Tonight as the low pulls northeastward, stabilization takes over in
northwest IA this evening ending the severe threat rather early. The
rainfall will also subside, and not really expecting any pockets of
heavy rainfall tonight anywhere in our area. With the brisk
northerly wind mentioned above, lows tonight will be chilly, with
mid 40s to lower 50s common.


.LONG TERM...(Thursday through Tuesday)
Issued at 400 AM CDT Wed May 17 2017

A brief upper level ridge will begin to build over the area on
Thursday, bringing quieter and drier conditions. Surface northerly
flow will be advecting cooler air and unseasonable temperatures into
the area. Highs will generally be from the mid 50s east of I-29 to
lower 60s west.

+ + + +

Description of the task:
Carry on the weather forecast discussion above from the point at which it stops.

+ + + +

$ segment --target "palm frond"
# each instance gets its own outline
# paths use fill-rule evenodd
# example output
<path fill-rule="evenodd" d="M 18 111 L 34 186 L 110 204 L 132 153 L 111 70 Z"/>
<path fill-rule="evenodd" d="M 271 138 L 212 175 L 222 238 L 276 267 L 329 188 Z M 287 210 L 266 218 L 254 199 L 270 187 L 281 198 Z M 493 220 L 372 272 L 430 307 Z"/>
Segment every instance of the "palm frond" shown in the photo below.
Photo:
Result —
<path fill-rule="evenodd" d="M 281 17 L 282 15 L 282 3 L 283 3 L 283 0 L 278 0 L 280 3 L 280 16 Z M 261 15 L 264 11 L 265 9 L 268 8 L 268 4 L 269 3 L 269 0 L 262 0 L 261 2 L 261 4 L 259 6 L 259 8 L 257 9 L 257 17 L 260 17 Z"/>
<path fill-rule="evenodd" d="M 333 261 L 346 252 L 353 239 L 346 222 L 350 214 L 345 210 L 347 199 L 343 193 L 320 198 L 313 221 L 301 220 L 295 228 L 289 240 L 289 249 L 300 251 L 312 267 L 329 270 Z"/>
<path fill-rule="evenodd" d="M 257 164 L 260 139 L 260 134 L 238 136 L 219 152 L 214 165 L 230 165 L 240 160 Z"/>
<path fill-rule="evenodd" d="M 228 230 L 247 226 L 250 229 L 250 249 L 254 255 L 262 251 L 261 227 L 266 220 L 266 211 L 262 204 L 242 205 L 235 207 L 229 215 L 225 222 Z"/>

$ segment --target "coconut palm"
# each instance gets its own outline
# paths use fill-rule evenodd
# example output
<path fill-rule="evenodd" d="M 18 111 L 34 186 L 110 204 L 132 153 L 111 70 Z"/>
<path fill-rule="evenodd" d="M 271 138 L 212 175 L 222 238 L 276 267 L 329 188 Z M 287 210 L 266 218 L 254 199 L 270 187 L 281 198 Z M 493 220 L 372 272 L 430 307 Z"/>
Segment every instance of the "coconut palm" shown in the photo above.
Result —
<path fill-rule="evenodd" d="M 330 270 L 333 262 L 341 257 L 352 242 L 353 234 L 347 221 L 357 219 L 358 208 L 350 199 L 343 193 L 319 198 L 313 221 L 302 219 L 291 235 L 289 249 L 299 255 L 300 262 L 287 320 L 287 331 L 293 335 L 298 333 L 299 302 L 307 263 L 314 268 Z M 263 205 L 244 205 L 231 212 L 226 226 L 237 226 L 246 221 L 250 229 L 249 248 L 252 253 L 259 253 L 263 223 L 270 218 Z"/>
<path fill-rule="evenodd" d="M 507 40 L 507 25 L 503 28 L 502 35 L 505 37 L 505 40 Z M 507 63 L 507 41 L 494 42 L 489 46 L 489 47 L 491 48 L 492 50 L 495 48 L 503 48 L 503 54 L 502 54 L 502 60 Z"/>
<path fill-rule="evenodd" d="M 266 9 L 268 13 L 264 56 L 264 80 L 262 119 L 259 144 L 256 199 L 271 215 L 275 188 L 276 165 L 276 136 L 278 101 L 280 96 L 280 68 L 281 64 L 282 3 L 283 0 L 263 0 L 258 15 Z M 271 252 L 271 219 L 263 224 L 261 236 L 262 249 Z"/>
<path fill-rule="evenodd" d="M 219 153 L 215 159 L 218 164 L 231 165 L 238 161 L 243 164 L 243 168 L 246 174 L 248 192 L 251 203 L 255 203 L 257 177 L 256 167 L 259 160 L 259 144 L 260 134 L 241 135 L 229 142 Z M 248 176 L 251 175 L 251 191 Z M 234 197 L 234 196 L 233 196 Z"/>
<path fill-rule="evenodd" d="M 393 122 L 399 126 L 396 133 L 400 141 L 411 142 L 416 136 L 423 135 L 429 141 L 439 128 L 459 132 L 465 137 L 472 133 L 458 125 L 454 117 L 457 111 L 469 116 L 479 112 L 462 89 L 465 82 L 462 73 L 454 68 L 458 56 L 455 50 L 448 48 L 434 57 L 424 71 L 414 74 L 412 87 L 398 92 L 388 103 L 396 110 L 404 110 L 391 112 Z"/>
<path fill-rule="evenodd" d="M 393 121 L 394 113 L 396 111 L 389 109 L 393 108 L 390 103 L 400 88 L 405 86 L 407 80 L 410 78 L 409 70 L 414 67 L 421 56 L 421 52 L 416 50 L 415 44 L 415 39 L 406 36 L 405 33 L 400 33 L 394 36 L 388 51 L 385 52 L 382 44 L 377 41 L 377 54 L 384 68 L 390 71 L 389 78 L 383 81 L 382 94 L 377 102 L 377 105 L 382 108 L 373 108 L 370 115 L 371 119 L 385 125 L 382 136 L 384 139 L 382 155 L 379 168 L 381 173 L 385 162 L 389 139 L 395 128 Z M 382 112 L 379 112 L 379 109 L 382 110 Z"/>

+ + + +

Written answer:
Unsettled weather conditions return this weekend as an upper trough
over the Pacific northwest slides northeast from the Four Corners to
the High Plains. A shortwave will be moving into the area ahead of
the lead upper low Thursday night into Friday, increasing rain
chances across the area. GFS/ECMWF suggest a saturated atmosphere
while NAM shows a drier atmosphere between the 950/850mb
layer early Friday morning. Leaned to GFS/ECMWF for this time
frame. Models also show a weak instability ahead of the 850mb
boundary; therefore a little potential for thunder is possible.
Another concern for Friday is the well below temperatures expected
thanks to the northeasterly cold air and precipitation. Highs
will range from the mid 40s to lower 50s, readings in the lower
40s could be possible.

Rain and thunderstorm chances continue on Saturday as the main upper
low slides into the area. Precipitation chances will depend on the
location of the surface low; but a lot of inconsistencies still
remain with this system. By 12Z Saturday, the ECMWF tracks the low
close to the CWA, somewhere between Nebraska and Iowa border,
while the NAM/GFS track the low farther south. Despite the
uncertainty in depicting the track and time, most areas will see
rain through Saturday afternoon.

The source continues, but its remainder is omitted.